**WRITTEN EXERCISE**: Render each line of the listing below as a Markdown table with the columns Row and Listing line, skipping blank lines and leaving out the pictures.

**LISTED RECORDS**:
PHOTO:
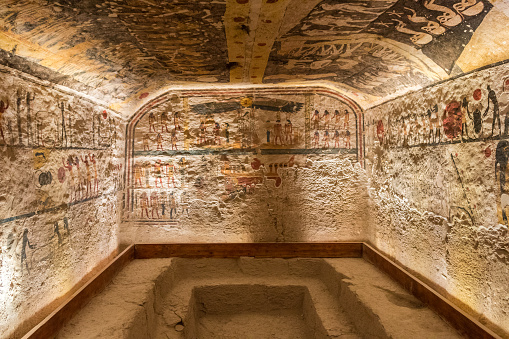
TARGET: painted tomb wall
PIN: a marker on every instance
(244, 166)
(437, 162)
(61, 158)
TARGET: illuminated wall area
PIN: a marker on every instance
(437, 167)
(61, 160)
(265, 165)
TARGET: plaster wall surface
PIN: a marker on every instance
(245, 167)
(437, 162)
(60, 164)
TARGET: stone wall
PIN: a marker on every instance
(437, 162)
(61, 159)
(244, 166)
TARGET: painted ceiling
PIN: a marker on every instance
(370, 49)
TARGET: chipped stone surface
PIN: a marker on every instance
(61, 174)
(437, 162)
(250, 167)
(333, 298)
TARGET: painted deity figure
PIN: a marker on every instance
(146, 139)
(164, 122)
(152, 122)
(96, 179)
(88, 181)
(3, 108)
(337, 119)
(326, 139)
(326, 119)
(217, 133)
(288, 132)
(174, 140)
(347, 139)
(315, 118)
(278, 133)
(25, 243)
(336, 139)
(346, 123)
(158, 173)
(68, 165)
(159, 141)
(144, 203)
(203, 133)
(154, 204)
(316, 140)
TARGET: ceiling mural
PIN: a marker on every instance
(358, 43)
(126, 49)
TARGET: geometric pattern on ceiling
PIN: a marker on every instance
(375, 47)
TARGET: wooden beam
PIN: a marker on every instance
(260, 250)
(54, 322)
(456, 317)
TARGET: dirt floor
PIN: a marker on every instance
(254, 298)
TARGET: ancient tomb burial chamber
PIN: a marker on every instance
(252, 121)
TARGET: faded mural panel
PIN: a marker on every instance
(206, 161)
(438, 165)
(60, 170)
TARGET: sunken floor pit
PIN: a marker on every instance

**ANSWER TO THIS PROBLEM**:
| Row | Listing line |
|---|---|
| 1 | PHOTO: |
| 2 | TARGET: painted tomb wall |
| 3 | PIN: a marker on every instance |
| 4 | (244, 166) |
| 5 | (437, 162) |
| 6 | (61, 158) |
| 7 | TARGET: illuminated wall area |
| 8 | PIN: a marker on every instance |
| 9 | (437, 167) |
| 10 | (61, 160) |
| 11 | (265, 165) |
| 12 | TARGET: plaster wall surface |
| 13 | PIN: a marker on every instance |
| 14 | (245, 167) |
| 15 | (437, 162) |
| 16 | (60, 164) |
| 17 | TARGET: stone wall |
| 18 | PIN: a marker on every instance |
| 19 | (437, 162) |
| 20 | (61, 159) |
| 21 | (244, 166) |
| 22 | TARGET: painted ceiling |
| 23 | PIN: a marker on every instance |
| 24 | (370, 49) |
| 25 | TARGET: chipped stone surface |
| 26 | PIN: a marker on every instance |
| 27 | (61, 174) |
| 28 | (437, 162) |
| 29 | (250, 167) |
| 30 | (333, 298) |
| 31 | TARGET: painted deity figure |
| 32 | PIN: a marker on every instance |
| 33 | (146, 139) |
| 34 | (164, 122) |
| 35 | (152, 122) |
| 36 | (96, 179) |
| 37 | (88, 181) |
| 38 | (3, 108) |
| 39 | (337, 119) |
| 40 | (326, 139) |
| 41 | (326, 119) |
| 42 | (217, 133) |
| 43 | (288, 132) |
| 44 | (174, 140) |
| 45 | (347, 139) |
| 46 | (315, 118) |
| 47 | (278, 133) |
| 48 | (25, 243) |
| 49 | (336, 139) |
| 50 | (346, 123) |
| 51 | (158, 173) |
| 52 | (68, 165) |
| 53 | (159, 141) |
| 54 | (144, 203) |
| 55 | (203, 133) |
| 56 | (154, 204) |
| 57 | (316, 140) |
| 58 | TARGET: ceiling mural |
| 59 | PIN: a marker on every instance |
| 60 | (358, 43) |
| 61 | (126, 49) |
| 62 | TARGET: geometric pattern on ceiling |
| 63 | PIN: a marker on every instance |
| 64 | (375, 47) |
| 65 | TARGET: wooden beam |
| 66 | PIN: a marker on every instance |
| 67 | (260, 250) |
| 68 | (54, 322) |
| 69 | (456, 317) |
| 70 | TARGET: dirt floor |
| 71 | PIN: a marker on every instance |
| 72 | (254, 298) |
| 73 | TARGET: ancient tomb burial chamber |
| 74 | PIN: a marker on every instance |
| 75 | (252, 121) |
| 76 | TARGET: faded mural panel |
| 77 | PIN: a marker on every instance |
| 78 | (206, 161) |
| 79 | (438, 165) |
| 80 | (60, 170) |
| 81 | TARGET: sunken floor pit |
| 82 | PIN: a marker on every instance |